> _Supplied records_:
>>>

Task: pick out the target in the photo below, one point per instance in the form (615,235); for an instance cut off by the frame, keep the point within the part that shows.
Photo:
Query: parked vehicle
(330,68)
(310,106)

<<<

> _What is being asked_: Convert the records above into a two-column CSV with the header text,answer. Give one row per record, with its text and its answer each in a single quoted field and line breaks replaced by spaces.

> _Written response_:
text,answer
"Task: pick out the target in the photo below, one point per instance in the form (615,235); for an instance cut off by the frame, keep the point within the part that shows. Photo: Query: parked vehicle","(330,68) (310,106)"